EXTRACT -
When Hancock Health was hobbled by ransomware, it wasn’t for the usual reasons. No one had clicked a suspicious link in a phishing email. It had its system fully backed up and recoverable.

The attack came from an outside vendor. Hackers stole credentials from one of Hancock Health’s hardware providers, then targeted the hospital’s backup site.

They delivered the ransomware via the connection between the backup site and the hospital’s main site server farm, compromising the backups, the connection and the hospital’s records.

After consulting with their cybersecurity partner, Hancock Health paid the attackers about $55,000 in bitcoin, which was cheaper than fixing its system on its own, and it still took over three days for everything to return to normal.

Looking at the series of events, three major takeaways immediately jump out from Hancock Health’s ransomware attack and recovery.

By taking the following steps, a healthcare organization could avoid a similar fate.

Keep backups separate through segmentation
Maintaining backups is of course key to defeating ransomware. If an organization is able to quarantine the infected machines, they can simply wipe them and reimage them from backups without having to pay a cent in bitcoin.

The trick, of course, is keeping backups clean. In a flat network like the one at Hancock Health, everything’s accessible at the same level. Hackers with access to the backups were able to get access to the main data center. Had the backups been segmented, the criminals still would have disrupted the hospital’s operations, but the recovery could have been quicker and easier.

By putting up firewalls with strict filtering between different network segments, an organization can quarantine an attack from backups. With properly segmented networks, it can just close off the infected segment and reimage the infected machines.

Manage vendors with an eye toward security
No matter how much ransomware training is provided to employees, and no matter how many internal processes are in place, one vulnerable vendor can still leave an organization’s systems open.

Was that Hancock Health vendor categorized as a critical service provider? How much due diligence was conducted when reviewing its security posture? Was there a plan to break the kill chain in case the vendor was compromised?

A supply chain affects an organization in many ways, and one of the most commonly overlooked aspects of any relationship is cybersecurity. Now more than ever, organizations need to thoroughly vet partners that have sensitive access to their systems and keep close tabs on who has credentials.

Another caveat is that an organization’s systems don’t even have to be affected. When vendors shut down from a ransomware attack, an organization can still lose essential services. Allscripts had several applications knocked offline after ransomware gripped two of its data centers, affecting a variety of healthcare providers.

RECORDS SHOWN -
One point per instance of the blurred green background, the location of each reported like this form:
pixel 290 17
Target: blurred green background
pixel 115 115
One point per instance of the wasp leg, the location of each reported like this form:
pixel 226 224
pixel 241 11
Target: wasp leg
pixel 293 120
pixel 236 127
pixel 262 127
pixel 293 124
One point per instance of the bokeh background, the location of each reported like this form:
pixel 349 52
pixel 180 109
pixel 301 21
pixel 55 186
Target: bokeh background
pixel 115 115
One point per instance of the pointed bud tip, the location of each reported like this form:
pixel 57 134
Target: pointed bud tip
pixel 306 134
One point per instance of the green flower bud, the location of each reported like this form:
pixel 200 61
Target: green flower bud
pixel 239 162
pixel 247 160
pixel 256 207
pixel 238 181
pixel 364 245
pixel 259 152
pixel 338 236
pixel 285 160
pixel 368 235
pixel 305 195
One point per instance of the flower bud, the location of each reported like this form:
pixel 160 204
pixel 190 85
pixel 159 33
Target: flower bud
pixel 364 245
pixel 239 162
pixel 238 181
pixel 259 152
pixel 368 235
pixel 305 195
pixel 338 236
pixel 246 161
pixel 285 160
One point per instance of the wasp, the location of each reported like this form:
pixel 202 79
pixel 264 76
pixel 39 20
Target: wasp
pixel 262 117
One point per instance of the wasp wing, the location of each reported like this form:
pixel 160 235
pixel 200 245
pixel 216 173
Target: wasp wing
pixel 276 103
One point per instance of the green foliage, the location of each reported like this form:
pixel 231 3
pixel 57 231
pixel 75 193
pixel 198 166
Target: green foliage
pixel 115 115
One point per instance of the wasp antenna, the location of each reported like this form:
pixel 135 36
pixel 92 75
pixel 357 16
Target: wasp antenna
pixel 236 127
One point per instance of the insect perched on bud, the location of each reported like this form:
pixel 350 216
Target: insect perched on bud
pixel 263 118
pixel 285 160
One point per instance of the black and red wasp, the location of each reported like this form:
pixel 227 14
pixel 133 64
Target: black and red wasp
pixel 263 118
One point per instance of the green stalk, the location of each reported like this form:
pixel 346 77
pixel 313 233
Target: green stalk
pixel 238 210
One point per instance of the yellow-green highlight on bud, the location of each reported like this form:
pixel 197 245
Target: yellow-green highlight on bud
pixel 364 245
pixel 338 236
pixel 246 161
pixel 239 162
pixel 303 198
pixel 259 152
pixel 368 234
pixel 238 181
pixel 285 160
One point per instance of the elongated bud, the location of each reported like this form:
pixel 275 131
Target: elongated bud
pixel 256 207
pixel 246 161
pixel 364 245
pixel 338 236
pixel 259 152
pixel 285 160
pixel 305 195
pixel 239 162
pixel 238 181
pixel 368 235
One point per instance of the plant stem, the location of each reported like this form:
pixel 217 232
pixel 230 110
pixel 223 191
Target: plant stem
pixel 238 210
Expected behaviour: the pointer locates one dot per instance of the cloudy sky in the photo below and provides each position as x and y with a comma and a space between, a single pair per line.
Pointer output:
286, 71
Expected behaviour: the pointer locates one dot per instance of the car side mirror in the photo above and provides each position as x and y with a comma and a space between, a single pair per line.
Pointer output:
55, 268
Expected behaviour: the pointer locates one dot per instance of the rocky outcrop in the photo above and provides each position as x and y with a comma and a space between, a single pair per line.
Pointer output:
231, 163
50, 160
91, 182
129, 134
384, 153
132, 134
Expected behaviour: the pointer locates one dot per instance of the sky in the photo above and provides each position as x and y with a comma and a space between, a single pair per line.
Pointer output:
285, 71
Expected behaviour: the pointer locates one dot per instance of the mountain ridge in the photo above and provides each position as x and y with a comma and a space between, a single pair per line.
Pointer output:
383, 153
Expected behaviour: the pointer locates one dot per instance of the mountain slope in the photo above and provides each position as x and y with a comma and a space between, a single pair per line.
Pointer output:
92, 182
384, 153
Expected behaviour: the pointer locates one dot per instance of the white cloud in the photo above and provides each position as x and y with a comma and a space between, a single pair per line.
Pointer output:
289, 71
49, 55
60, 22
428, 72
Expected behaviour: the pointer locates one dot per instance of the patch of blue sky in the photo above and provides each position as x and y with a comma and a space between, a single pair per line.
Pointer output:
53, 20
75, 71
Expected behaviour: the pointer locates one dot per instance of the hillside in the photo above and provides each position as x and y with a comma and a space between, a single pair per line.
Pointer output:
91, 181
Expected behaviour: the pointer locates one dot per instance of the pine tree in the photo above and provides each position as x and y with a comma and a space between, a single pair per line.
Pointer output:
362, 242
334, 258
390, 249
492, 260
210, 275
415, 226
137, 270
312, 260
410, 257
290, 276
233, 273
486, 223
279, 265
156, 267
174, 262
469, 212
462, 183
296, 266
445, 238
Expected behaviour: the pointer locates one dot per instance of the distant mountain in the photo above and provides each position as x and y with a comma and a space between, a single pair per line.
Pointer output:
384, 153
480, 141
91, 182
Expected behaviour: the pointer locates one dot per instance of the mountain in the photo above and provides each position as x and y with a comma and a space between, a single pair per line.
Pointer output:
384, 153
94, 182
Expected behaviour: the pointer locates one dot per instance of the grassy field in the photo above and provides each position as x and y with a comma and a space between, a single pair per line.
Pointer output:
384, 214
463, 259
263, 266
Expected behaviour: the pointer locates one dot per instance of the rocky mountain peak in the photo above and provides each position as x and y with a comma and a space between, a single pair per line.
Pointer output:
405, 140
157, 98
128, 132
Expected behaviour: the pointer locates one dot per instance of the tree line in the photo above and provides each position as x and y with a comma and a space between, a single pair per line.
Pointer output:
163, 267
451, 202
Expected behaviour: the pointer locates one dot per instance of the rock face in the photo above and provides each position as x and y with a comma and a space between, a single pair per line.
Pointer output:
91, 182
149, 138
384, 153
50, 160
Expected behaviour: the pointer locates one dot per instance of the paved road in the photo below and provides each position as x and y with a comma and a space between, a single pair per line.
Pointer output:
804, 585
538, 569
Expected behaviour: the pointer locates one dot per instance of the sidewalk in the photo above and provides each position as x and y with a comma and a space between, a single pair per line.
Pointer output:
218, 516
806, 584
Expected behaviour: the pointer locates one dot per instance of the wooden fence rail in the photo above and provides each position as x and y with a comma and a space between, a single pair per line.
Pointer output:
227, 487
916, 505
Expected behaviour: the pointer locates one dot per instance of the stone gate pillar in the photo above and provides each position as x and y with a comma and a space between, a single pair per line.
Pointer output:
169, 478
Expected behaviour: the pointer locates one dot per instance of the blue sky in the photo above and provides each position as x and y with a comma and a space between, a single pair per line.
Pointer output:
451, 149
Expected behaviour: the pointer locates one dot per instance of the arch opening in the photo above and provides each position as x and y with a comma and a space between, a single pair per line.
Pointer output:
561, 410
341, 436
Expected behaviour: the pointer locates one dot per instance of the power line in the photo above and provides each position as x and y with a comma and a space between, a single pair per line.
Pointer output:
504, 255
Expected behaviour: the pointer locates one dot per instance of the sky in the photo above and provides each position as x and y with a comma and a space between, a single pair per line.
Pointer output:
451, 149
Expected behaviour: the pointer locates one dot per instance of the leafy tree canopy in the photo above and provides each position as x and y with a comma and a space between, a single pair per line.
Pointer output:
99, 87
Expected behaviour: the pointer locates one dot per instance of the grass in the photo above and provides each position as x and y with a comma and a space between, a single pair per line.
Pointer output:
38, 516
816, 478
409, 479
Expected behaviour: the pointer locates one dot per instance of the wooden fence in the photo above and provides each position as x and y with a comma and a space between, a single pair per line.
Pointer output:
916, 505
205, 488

PROBLEMS TO SOLVE -
1) Return the stretch of the Hancock Health article from "Manage vendors with" through "vendor was compromised?", copied word for word.
2) Answer these questions from the Hancock Health article:
(a) About how much did Hancock Health pay the attackers, and in what form?
(b) Whose credentials did the hackers steal?
(c) Which company had several applications knocked offline after ransomware hit two of its data centers?
The listing has no connection to the Hancock Health article.

RESULTS IN ORDER -
1)
Manage vendors with an eye toward security
No matter how much ransomware training is provided to employees, and no matter how many internal processes are in place, one vulnerable vendor can still leave an organization’s systems open.

Was that Hancock Health vendor categorized as a critical service provider? How much due diligence was conducted when reviewing its security posture? Was there a plan to break the kill chain in case the vendor was compromised?

2)
(a) About $55,000 in bitcoin.
(b) Those of one of Hancock Health's hardware providers.
(c) Allscripts.